>>>
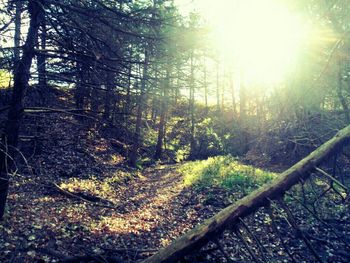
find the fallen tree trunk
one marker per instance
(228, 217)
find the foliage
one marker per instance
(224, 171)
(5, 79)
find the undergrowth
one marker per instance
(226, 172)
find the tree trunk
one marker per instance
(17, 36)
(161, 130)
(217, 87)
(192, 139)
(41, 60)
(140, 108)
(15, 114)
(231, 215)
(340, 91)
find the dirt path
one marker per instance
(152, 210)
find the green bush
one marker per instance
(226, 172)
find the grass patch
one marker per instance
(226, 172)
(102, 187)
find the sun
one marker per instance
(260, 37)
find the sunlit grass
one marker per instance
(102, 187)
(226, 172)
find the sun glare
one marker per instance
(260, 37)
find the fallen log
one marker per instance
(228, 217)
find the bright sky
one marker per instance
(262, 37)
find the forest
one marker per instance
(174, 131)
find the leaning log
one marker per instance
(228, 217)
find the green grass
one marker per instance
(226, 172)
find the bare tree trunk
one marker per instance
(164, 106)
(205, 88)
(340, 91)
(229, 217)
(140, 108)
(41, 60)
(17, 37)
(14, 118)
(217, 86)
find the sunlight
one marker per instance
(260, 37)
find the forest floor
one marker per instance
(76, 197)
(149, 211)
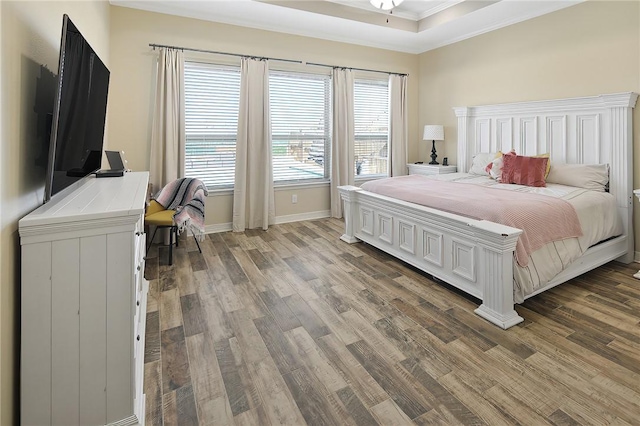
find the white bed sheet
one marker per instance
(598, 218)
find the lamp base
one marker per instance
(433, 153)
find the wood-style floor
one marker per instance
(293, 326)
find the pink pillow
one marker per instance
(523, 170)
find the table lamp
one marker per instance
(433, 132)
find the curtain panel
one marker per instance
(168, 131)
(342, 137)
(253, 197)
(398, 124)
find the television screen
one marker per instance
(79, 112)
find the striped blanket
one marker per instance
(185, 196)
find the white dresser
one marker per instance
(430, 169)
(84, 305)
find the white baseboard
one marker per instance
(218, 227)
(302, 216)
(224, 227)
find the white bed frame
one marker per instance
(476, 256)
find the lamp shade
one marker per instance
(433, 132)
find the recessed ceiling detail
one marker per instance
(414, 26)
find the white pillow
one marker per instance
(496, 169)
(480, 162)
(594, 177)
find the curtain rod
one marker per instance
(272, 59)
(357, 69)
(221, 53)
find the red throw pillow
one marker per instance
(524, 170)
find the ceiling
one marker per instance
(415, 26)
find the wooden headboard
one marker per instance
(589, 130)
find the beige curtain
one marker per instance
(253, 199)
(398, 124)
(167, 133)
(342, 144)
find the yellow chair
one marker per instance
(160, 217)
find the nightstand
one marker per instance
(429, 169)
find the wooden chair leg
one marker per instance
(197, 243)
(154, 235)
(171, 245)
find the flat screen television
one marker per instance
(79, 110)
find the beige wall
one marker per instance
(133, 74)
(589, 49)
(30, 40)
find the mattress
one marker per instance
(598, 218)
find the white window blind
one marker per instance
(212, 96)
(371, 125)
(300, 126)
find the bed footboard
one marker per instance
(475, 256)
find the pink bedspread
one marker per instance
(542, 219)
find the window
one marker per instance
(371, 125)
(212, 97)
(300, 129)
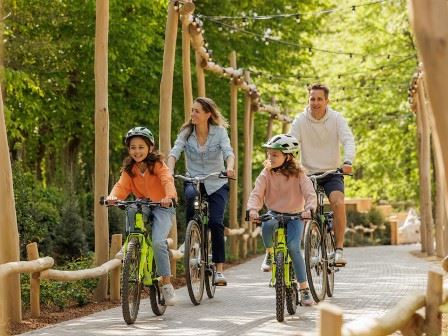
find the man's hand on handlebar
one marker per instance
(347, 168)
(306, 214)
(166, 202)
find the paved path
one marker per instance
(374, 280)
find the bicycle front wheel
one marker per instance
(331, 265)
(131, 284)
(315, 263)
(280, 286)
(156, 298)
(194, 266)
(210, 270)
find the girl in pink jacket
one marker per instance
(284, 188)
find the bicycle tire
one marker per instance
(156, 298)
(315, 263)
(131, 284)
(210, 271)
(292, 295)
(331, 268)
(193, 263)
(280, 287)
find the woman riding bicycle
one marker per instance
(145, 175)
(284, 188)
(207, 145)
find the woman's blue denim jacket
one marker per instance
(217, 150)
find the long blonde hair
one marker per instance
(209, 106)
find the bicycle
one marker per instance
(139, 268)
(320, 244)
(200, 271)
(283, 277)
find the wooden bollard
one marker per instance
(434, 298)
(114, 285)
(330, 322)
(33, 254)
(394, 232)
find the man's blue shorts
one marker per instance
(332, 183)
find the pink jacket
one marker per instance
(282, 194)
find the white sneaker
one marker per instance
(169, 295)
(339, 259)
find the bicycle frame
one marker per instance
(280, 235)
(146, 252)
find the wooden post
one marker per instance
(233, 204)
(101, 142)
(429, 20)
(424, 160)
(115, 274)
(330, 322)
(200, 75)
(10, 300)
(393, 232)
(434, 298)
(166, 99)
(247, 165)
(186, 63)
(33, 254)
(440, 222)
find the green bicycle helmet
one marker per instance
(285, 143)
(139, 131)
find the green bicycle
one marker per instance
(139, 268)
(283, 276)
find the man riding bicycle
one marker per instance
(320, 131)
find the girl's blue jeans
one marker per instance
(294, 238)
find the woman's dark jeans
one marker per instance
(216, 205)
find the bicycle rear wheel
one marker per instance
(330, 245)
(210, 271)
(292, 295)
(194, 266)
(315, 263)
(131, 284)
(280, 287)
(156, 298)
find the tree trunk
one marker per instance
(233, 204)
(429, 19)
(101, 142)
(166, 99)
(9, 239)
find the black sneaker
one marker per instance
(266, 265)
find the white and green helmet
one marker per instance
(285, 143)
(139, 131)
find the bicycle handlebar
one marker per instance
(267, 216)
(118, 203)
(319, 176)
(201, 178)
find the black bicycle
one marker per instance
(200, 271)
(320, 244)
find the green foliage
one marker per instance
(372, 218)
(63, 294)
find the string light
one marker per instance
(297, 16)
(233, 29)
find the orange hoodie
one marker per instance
<<<
PROBLEM. Starting with the line containing "find the woman's blue denim jacket" and going on through the end of the material above, recast the lines as a Markdown table with the columns Row and Text. Number each row and leave out any blank lines.

EXPECTED ANSWER.
| Row | Text |
|---|---|
| 1 | find the woman's blue denim jacket |
| 2 | one marker per instance |
| 3 | (217, 150) |
| 4 | find the long blonde hair |
| 5 | one marker per instance |
| 6 | (209, 106) |
| 7 | find the bicycle |
| 8 | one marker per instance |
| 9 | (139, 268) |
| 10 | (320, 244) |
| 11 | (200, 271) |
| 12 | (283, 277) |
| 13 | find the wooden bollard |
| 14 | one marker per instance |
| 15 | (434, 298) |
| 16 | (114, 285) |
| 17 | (330, 322) |
| 18 | (33, 254) |
| 19 | (394, 232) |
| 20 | find the man's blue shorts |
| 21 | one marker per instance |
| 22 | (332, 183) |
| 23 | find the pink jacket |
| 24 | one marker per instance |
| 25 | (282, 194) |
| 26 | find the white sneaker |
| 27 | one marker per instance |
| 28 | (169, 295) |
| 29 | (339, 259) |
| 30 | find the bicycle frame |
| 31 | one marker per instance |
| 32 | (280, 235) |
| 33 | (146, 252) |
| 34 | find the wooden post |
| 35 | one marker per instance |
| 36 | (233, 204) |
| 37 | (101, 142) |
| 38 | (429, 20) |
| 39 | (424, 160) |
| 40 | (115, 274) |
| 41 | (330, 322) |
| 42 | (200, 75) |
| 43 | (10, 300) |
| 44 | (393, 232) |
| 45 | (434, 298) |
| 46 | (166, 99) |
| 47 | (247, 165) |
| 48 | (186, 63) |
| 49 | (33, 254) |
| 50 | (440, 222) |
| 51 | find the green bicycle helmet |
| 52 | one marker per instance |
| 53 | (285, 143) |
| 54 | (139, 131) |
| 55 | find the green bicycle |
| 56 | one marker per instance |
| 57 | (139, 268) |
| 58 | (283, 276) |
| 59 | find the man riding bicycle |
| 60 | one marker per instance |
| 61 | (320, 131) |
| 62 | find the girl's blue jeans |
| 63 | one marker per instance |
| 64 | (294, 238) |
| 65 | find the woman's dark jeans |
| 66 | one marker per instance |
| 67 | (216, 205) |
| 68 | find the bicycle rear wheel |
| 69 | one marker per instance |
| 70 | (330, 245) |
| 71 | (210, 271) |
| 72 | (292, 295) |
| 73 | (194, 266) |
| 74 | (315, 263) |
| 75 | (131, 284) |
| 76 | (280, 287) |
| 77 | (156, 298) |
| 78 | find the tree trunk |
| 79 | one marker per instance |
| 80 | (233, 204) |
| 81 | (429, 19) |
| 82 | (101, 142) |
| 83 | (166, 99) |
| 84 | (9, 239) |
| 85 | find the black sneaker |
| 86 | one marker per instance |
| 87 | (266, 265) |
| 88 | find the white and green helmet |
| 89 | one marker per instance |
| 90 | (285, 143) |
| 91 | (139, 131) |
| 92 | find the bicycle handlebar |
| 93 | one marker per instance |
| 94 | (267, 216) |
| 95 | (118, 203) |
| 96 | (319, 176) |
| 97 | (201, 178) |
| 98 | find the black bicycle |
| 99 | one marker per instance |
| 100 | (200, 271) |
| 101 | (320, 244) |
| 102 | find the green foliage |
| 103 | one marker per instance |
| 104 | (372, 218) |
| 105 | (63, 294) |
| 106 | find the string light |
| 107 | one marker per instance |
| 108 | (297, 16) |
| 109 | (233, 29) |
| 110 | find the orange hoodie |
| 111 | one marker per instance |